→ GIVEN INFORMATION:
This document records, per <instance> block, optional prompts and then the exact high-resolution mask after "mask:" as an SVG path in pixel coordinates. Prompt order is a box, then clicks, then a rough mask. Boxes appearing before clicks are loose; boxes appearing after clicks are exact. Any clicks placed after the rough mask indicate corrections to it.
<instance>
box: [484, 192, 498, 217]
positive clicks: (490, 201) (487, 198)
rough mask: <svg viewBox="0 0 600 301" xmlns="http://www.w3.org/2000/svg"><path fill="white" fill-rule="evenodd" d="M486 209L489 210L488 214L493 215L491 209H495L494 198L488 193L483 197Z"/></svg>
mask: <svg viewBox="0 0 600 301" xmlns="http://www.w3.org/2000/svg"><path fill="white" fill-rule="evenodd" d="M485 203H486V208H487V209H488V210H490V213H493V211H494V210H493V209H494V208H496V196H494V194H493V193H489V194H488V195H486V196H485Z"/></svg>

→ THE PROBLEM:
Retype all of the entries precisely as they are.

→ YOUR SOLUTION:
This document records, per <instance> block, optional prompts and then the exact high-resolution mask after "mask:" as an SVG path in pixel coordinates. Prompt order is a box, then clicks, then a rough mask. Boxes appearing before clicks are loose; boxes appearing after clicks are exact. Any clicks placed after the rough mask indicate corrections to it.
<instance>
box: [484, 192, 498, 217]
positive clicks: (490, 201) (487, 198)
rough mask: <svg viewBox="0 0 600 301" xmlns="http://www.w3.org/2000/svg"><path fill="white" fill-rule="evenodd" d="M486 209L489 210L488 214L493 215L491 209H495L494 198L488 193L483 197Z"/></svg>
mask: <svg viewBox="0 0 600 301" xmlns="http://www.w3.org/2000/svg"><path fill="white" fill-rule="evenodd" d="M485 203H486V208H487V209H488V210H490V213H493V211H494V210H493V209H494V208H496V196H494V194H493V193H489V194H488V195H486V196H485Z"/></svg>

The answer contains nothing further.